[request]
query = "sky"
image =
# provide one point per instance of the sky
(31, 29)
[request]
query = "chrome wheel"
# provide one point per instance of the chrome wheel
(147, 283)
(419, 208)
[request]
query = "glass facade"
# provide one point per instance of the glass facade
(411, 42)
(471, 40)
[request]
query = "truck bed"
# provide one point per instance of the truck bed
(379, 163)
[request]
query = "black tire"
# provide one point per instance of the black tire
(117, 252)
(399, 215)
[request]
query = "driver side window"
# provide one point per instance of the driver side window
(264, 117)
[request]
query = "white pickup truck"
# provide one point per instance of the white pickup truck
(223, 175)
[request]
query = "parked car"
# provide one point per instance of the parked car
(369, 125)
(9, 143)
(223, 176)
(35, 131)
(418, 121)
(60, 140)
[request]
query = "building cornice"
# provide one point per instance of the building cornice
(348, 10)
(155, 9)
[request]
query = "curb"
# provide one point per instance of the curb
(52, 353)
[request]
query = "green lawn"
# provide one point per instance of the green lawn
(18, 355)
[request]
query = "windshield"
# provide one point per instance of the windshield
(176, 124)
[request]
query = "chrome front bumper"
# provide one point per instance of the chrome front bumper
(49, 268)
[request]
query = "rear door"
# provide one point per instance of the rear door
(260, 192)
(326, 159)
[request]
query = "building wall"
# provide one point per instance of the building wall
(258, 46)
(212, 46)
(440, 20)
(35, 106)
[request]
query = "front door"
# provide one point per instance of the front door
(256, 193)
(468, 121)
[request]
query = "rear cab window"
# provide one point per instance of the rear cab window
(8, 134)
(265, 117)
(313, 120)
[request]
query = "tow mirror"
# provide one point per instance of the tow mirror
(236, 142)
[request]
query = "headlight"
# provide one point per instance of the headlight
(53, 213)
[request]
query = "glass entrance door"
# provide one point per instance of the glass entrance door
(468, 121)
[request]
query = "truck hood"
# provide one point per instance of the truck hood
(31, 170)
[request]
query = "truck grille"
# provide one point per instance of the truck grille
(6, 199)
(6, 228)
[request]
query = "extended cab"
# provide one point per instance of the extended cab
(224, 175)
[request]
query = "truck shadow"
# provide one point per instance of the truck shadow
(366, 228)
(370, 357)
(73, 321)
* * * * * * *
AIM OF THE EXERCISE —
Collect every line in the records that contains the word "front", and copy each one out.

EXERCISE RESPONSE —
query = "chrome front bumper"
# provide one point per instance of the chrome front bumper
query = "front door"
# provide one point per instance of the front door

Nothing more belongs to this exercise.